**STATED EXERCISE**
Repeat, exactly and completely, the material that follows. Omit the pictures.

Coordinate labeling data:

begin

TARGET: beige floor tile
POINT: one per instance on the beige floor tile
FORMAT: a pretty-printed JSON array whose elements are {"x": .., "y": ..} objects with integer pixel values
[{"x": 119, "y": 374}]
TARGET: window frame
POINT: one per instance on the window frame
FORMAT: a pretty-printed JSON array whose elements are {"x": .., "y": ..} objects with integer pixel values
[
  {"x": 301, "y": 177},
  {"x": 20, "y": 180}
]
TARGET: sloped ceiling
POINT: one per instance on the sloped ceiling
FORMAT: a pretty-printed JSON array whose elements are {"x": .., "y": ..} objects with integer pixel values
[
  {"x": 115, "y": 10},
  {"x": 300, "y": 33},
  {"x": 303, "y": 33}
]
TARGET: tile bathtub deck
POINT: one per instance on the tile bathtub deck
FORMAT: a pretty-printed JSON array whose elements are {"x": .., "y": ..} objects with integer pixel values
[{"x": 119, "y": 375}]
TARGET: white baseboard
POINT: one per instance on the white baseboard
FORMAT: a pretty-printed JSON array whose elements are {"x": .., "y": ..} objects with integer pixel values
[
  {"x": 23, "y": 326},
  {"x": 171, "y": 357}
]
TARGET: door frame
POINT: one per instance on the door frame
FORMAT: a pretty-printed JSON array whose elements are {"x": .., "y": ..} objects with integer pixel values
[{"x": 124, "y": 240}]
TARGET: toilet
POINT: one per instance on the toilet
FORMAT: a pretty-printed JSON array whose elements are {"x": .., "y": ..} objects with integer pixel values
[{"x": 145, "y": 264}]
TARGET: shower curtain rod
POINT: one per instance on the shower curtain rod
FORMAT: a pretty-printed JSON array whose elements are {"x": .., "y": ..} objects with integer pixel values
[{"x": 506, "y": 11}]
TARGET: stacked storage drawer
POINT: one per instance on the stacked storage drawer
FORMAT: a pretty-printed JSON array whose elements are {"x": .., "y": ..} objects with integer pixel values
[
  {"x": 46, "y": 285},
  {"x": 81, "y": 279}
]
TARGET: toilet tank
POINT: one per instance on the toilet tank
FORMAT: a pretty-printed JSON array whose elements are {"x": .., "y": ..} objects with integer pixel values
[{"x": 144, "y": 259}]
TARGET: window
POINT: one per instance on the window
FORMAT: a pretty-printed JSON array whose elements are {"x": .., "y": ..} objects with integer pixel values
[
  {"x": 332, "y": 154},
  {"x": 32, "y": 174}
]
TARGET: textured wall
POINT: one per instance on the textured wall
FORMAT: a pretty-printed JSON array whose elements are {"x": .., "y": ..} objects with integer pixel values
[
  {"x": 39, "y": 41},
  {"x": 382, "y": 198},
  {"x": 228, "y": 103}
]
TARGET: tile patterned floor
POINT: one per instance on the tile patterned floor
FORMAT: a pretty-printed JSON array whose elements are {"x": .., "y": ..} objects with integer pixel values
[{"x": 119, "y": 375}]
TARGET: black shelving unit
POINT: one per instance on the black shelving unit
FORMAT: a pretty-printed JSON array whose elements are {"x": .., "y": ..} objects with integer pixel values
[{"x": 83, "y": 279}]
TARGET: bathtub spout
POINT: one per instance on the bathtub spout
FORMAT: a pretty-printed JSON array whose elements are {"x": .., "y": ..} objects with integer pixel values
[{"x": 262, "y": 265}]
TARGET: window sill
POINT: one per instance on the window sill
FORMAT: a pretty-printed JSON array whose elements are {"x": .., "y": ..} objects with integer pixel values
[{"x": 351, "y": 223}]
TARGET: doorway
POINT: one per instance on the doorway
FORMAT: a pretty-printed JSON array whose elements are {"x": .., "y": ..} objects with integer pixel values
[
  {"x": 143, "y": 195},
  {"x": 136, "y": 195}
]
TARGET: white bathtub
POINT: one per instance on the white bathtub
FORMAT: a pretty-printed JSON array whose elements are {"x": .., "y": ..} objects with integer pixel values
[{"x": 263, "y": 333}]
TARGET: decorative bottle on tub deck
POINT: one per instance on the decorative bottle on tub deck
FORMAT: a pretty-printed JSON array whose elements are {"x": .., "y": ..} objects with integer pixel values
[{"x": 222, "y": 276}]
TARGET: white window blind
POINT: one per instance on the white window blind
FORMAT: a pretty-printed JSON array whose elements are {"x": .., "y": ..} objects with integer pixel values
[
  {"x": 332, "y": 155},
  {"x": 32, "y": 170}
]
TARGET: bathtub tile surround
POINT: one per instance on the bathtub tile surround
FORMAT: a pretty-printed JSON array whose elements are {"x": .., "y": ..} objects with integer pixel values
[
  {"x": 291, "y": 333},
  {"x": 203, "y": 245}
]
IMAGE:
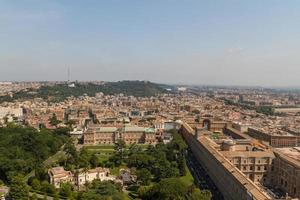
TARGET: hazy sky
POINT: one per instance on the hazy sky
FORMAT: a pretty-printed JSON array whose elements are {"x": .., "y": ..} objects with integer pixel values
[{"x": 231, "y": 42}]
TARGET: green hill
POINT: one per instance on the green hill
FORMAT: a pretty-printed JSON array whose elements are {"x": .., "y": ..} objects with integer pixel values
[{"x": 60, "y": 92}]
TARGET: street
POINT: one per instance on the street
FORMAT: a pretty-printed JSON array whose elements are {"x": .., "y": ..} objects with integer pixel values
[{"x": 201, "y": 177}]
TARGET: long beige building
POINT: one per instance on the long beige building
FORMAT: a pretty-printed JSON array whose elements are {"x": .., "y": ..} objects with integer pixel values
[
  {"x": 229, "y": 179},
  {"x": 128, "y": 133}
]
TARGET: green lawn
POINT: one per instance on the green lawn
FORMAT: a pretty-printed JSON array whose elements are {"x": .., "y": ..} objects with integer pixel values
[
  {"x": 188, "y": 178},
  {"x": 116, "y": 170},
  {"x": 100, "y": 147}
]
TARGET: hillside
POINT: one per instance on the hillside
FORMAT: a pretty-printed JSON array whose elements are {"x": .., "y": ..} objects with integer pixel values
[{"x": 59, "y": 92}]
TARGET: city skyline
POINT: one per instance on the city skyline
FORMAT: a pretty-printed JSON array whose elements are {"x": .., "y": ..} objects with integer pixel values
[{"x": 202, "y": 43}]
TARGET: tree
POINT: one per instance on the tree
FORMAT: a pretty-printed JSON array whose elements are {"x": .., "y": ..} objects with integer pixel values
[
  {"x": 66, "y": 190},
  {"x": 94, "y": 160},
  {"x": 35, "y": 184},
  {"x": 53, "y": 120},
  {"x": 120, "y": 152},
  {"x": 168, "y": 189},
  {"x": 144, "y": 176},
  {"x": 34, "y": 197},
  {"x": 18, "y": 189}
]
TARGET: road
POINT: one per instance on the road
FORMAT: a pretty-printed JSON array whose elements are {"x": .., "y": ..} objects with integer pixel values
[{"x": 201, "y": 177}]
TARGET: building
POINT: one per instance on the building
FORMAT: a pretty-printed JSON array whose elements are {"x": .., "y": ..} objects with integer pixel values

end

**EXERCISE ANSWER**
TARGET: beige floor tile
POINT: one per instance on the beige floor tile
FORMAT: a pretty-printed JSON array whose elements are {"x": .., "y": ..} objects with integer pixel values
[{"x": 119, "y": 374}]
TARGET: window frame
POINT: one per instance on the window frame
FORMAT: a pretty-printed JSON array whose elements are {"x": .., "y": ..} objects with integer pixel values
[
  {"x": 301, "y": 177},
  {"x": 20, "y": 180}
]
TARGET: sloped ceiling
POINT: one per instance on the sloped ceiling
FORMAT: a pretty-printed JSON array whose elements are {"x": .., "y": ..} objects with integer pixel values
[
  {"x": 115, "y": 10},
  {"x": 300, "y": 33},
  {"x": 303, "y": 33}
]
TARGET: tile bathtub deck
POINT: one per instance on the tile bathtub deck
FORMAT: a pretty-printed JSON array whose elements are {"x": .., "y": ..} objects with integer pixel values
[{"x": 119, "y": 375}]
TARGET: white baseboard
POINT: one per instance on the white baseboard
FORMAT: a pretty-printed JSON array whose elements are {"x": .., "y": ..} objects with integer pixel values
[
  {"x": 23, "y": 326},
  {"x": 171, "y": 357}
]
TARGET: door frame
POINT: one per instance on the door frame
FORMAT: a pretty-printed JSON array whose elements are {"x": .., "y": ..} objects with integer pixel values
[{"x": 124, "y": 240}]
TARGET: toilet
POINT: one per instance on the toilet
FORMAT: a pretty-printed JSON array whose elements are {"x": .., "y": ..} objects with integer pixel values
[{"x": 145, "y": 264}]
TARGET: shower curtain rod
POINT: one per instance on the shower curtain rod
FORMAT: a pretty-printed JSON array whose elements are {"x": .., "y": ..} objects with integer pixel values
[{"x": 506, "y": 11}]
TARGET: stacked storage drawer
POINT: one per instance on the stacked storage drawer
FORMAT: a pretty-printed JSON array whose elements are {"x": .., "y": ..} objects with integer pixel values
[
  {"x": 46, "y": 285},
  {"x": 81, "y": 279}
]
TARGET: toilet tank
POINT: one per instance on the toilet tank
FORMAT: a pretty-printed JSON array whose elements are {"x": .., "y": ..} objects with integer pixel values
[{"x": 144, "y": 259}]
TARGET: window
POINT: one per instance on the window
FORMAT: a pretty-printed JSON array whose elements are {"x": .., "y": ..} objects with integer pixel values
[
  {"x": 332, "y": 154},
  {"x": 32, "y": 174}
]
TARGET: textured wall
POINT: one per instance on the textured wall
FORMAT: a pretty-printed JSON array whose elements are {"x": .., "y": ..} objects with integer pixel values
[
  {"x": 39, "y": 41},
  {"x": 382, "y": 198},
  {"x": 228, "y": 103}
]
TARGET: tile patterned floor
POINT: one per instance on the tile patterned floor
FORMAT: a pretty-printed JSON array whose elements are {"x": .., "y": ..} objects with integer pixel values
[{"x": 119, "y": 375}]
TARGET: black shelving unit
POINT: one per instance on the black shelving unit
FORMAT: a pretty-printed JSON array whose elements are {"x": .., "y": ..} objects with integer pixel values
[{"x": 83, "y": 279}]
TARGET: bathtub spout
POINT: one per instance on the bathtub spout
FORMAT: a pretty-printed JSON array whose elements are {"x": .., "y": ..} objects with integer pixel values
[{"x": 262, "y": 265}]
TARGET: window sill
POINT: one per instance on the window sill
FORMAT: a pretty-printed JSON array whose elements are {"x": .., "y": ..} objects with integer pixel values
[{"x": 351, "y": 223}]
TARGET: doorway
POINT: one per instance on the doorway
FORMAT: a pretty-printed JSON array whose elements are {"x": .., "y": ..} objects with integer pixel values
[
  {"x": 143, "y": 195},
  {"x": 136, "y": 195}
]
TARGET: white bathtub
POINT: one per instance on the white bathtub
FORMAT: a pretty-printed JSON array whose elements are {"x": .., "y": ..} objects with integer pixel values
[{"x": 263, "y": 333}]
TARGET: decorative bottle on tub deck
POINT: one per instance on the decorative bottle on tub deck
FORMAT: a pretty-printed JSON array whose elements are {"x": .., "y": ..} objects with integer pixel values
[{"x": 222, "y": 276}]
TARGET: white window blind
POINT: one per instance on the white window blind
FORMAT: a pretty-printed JSON array whose elements are {"x": .., "y": ..} objects with integer pixel values
[
  {"x": 332, "y": 155},
  {"x": 32, "y": 170}
]
TARGET: bathtub tile surround
POINT: one per instance on the bathtub tile surround
FORMAT: a pretty-printed JSON array whose elements are {"x": .., "y": ..} objects with integer pixel values
[
  {"x": 291, "y": 333},
  {"x": 203, "y": 245}
]
IMAGE:
TARGET: hazy sky
POINT: one per instance on the hazy sky
FORMAT: a pretty-printed JSON array whose elements are {"x": .., "y": ..} objects with integer pixel values
[{"x": 231, "y": 42}]
TARGET: green hill
POINT: one per instance on the green hill
FORMAT: a pretty-printed JSON array whose elements are {"x": .., "y": ..} objects with integer pixel values
[{"x": 60, "y": 92}]
TARGET: street
POINT: one per instance on the street
FORMAT: a pretty-printed JSON array whose elements are {"x": .., "y": ..} objects with integer pixel values
[{"x": 201, "y": 177}]
TARGET: long beige building
POINT: one per instance on the long beige building
FORMAT: a pretty-printed JSON array whose elements are {"x": .., "y": ..} objects with integer pixel values
[
  {"x": 229, "y": 179},
  {"x": 128, "y": 133}
]
TARGET: green lawn
POINT: one per instance on the green lawn
FORMAT: a pretty-printed JSON array whose elements are {"x": .., "y": ..} objects with integer pixel values
[
  {"x": 188, "y": 178},
  {"x": 116, "y": 170},
  {"x": 100, "y": 147}
]
TARGET: hillside
POINT: one per instance on the hillside
FORMAT: a pretty-printed JSON array whose elements are {"x": .., "y": ..} objects with integer pixel values
[{"x": 59, "y": 92}]
TARGET: city skyline
POINT: one per instance on the city skyline
FORMAT: a pretty-printed JSON array whose elements are {"x": .., "y": ..} objects with integer pixel values
[{"x": 202, "y": 43}]
TARGET: tree
POINT: one per instance on the tree
FORMAT: a pretty-printed JSON array whose elements are {"x": .., "y": ..} objects with integer pixel values
[
  {"x": 66, "y": 190},
  {"x": 94, "y": 160},
  {"x": 35, "y": 184},
  {"x": 53, "y": 120},
  {"x": 120, "y": 152},
  {"x": 168, "y": 189},
  {"x": 144, "y": 176},
  {"x": 34, "y": 197},
  {"x": 18, "y": 189}
]
TARGET: road
POINT: one per instance on the road
FORMAT: a pretty-printed JSON array whose elements are {"x": .., "y": ..} objects with integer pixel values
[{"x": 201, "y": 177}]
TARGET: building
POINT: one per instance on the building
FORMAT: a pretty-printed JSON array whose elements are {"x": .., "y": ..} objects with integer pixel values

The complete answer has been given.